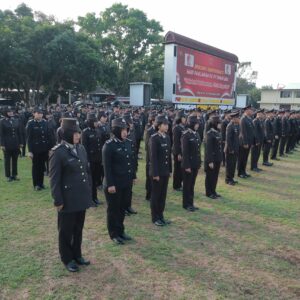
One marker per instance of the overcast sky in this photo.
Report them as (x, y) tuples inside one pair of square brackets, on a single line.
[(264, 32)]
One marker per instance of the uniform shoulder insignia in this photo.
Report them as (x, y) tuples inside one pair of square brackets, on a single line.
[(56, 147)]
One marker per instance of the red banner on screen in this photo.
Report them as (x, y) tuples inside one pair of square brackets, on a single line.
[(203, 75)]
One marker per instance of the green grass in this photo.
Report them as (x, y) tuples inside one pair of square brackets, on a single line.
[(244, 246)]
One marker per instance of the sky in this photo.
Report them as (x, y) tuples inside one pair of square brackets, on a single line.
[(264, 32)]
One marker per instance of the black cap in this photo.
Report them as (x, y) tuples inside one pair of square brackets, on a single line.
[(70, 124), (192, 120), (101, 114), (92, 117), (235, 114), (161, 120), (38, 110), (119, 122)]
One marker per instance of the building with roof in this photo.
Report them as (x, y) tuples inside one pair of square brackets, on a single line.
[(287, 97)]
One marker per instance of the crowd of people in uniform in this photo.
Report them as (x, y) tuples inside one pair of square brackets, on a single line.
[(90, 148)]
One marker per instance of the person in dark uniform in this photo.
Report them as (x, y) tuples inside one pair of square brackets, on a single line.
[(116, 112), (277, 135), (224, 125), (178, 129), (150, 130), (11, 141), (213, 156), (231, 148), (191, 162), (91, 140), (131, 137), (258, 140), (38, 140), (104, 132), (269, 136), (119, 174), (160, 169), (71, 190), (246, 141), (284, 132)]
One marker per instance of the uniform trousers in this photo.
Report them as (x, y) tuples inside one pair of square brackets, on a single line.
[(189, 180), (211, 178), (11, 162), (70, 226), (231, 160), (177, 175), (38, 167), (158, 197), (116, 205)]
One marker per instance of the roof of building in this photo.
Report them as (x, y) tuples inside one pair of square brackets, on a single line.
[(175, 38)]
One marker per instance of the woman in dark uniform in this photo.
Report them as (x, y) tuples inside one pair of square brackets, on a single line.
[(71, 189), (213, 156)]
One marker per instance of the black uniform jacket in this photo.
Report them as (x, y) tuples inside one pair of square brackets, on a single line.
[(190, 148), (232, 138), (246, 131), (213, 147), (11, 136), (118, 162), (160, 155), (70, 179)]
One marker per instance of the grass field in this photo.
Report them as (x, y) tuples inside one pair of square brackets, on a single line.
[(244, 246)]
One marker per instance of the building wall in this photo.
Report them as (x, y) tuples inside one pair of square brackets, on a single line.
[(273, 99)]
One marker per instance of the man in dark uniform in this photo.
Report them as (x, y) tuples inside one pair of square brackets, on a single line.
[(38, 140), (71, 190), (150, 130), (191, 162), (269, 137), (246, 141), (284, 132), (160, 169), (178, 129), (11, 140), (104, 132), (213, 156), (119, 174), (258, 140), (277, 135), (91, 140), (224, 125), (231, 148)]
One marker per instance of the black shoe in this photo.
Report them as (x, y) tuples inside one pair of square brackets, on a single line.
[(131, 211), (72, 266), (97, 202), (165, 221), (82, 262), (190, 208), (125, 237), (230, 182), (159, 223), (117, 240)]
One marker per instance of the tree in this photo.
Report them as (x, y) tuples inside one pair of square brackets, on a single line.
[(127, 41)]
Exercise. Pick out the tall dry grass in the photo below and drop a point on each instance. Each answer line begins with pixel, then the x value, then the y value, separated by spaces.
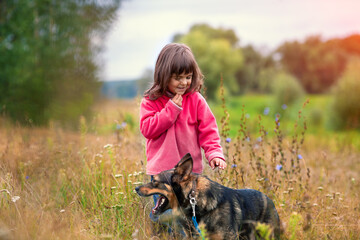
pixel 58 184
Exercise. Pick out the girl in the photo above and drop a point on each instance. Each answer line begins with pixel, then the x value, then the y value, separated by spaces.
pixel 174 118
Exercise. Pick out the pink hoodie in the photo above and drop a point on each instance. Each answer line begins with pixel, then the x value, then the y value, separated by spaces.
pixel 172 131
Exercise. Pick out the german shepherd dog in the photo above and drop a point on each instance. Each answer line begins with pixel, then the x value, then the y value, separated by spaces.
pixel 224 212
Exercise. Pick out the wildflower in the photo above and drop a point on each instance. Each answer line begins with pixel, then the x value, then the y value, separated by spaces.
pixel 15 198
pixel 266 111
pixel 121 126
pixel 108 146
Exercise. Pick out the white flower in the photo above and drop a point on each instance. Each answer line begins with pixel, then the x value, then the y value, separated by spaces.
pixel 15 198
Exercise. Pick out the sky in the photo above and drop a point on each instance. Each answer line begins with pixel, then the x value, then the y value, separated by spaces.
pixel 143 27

→ TASK BRIEF
Above are the entries. Output exactly the lines beginning with the line that has "One marker per instance of the crowd" and ending with the line that has "One marker per instance of the black uniform".

→ EXPECTED ANSWER
One marker per instance of the crowd of people in uniform in this photo.
Report them as (x, y) tuples inside one pair of square brackets, on a single line.
[(90, 148)]
One marker per instance of the person in dark uniform in this photo.
Report them as (x, y) tuples inside one pair of square brackets, on a single line.
[(116, 112), (277, 135), (224, 125), (178, 129), (150, 130), (11, 141), (213, 156), (231, 148), (191, 162), (91, 140), (131, 137), (258, 140), (38, 140), (104, 132), (269, 136), (119, 174), (160, 169), (71, 190), (246, 141), (284, 132)]
One marker per instance of the uniform trousers in this photo.
Report them as (x, y) tuples inside one pair of square brackets, on a single line.
[(189, 180), (211, 178), (11, 162), (70, 226), (231, 160), (177, 175), (38, 167), (158, 197), (116, 205)]
One marker per instance of the roof of building in this photo.
Report them as (x, y) tuples inside one pair of square brackets, on a single line.
[(175, 38)]
One marker per instance of the woman in dark uniform in this photo.
Report them as (x, y) tuples inside one pair of square brackets, on a single line.
[(71, 189), (213, 156)]
One marker per instance of the black uniform jacket in this photo.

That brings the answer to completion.